Request:
Can you pull out every line of the records below that contains the word "duck"? Match case, so a capitalized form does not count.

[START OF Provided records]

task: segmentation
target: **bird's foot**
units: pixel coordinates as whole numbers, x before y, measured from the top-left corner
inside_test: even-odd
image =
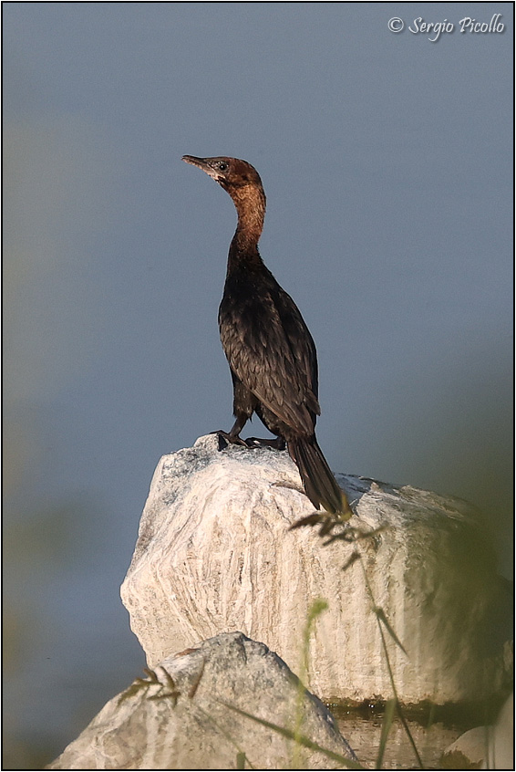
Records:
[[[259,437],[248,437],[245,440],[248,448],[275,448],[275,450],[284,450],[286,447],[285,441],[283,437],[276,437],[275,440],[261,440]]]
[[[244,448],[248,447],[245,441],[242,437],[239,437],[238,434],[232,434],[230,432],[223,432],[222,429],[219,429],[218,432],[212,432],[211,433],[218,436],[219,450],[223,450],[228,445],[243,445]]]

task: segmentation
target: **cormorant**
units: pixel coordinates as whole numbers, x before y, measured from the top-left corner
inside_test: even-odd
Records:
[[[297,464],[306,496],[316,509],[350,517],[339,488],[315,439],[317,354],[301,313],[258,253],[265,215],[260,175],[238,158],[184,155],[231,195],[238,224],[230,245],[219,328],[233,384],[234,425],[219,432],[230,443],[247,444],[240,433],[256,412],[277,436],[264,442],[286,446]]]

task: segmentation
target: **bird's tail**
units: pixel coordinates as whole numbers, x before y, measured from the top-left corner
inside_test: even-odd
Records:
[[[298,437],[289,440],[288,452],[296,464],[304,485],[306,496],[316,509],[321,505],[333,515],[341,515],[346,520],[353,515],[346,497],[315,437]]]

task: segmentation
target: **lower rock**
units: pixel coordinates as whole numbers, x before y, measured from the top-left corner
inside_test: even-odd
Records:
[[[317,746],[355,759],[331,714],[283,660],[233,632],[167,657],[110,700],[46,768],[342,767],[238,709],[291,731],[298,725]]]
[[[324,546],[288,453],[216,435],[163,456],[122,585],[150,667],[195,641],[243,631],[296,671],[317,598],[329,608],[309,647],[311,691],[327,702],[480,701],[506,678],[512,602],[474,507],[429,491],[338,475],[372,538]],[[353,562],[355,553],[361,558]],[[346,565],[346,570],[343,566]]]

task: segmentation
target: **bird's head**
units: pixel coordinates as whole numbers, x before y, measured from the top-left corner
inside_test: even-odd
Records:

[END OF Provided records]
[START OF Provided records]

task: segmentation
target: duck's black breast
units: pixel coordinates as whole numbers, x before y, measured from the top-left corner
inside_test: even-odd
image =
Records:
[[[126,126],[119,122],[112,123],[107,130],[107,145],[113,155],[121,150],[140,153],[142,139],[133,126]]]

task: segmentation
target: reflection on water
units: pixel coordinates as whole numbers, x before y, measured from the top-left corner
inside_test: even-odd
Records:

[END OF Provided records]
[START OF Provided records]

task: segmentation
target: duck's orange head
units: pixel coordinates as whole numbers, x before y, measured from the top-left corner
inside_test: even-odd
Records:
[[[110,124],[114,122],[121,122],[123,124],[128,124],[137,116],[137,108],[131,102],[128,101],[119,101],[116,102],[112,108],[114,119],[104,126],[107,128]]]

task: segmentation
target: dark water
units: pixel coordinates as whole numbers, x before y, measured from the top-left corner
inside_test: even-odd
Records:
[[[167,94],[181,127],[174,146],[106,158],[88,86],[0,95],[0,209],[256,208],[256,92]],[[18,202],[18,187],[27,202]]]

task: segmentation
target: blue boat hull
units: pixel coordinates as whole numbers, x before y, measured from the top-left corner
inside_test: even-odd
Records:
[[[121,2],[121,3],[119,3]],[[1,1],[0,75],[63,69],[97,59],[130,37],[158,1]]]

[END OF Provided records]

Output of the task:
target: duck's black breast
target: duck's orange head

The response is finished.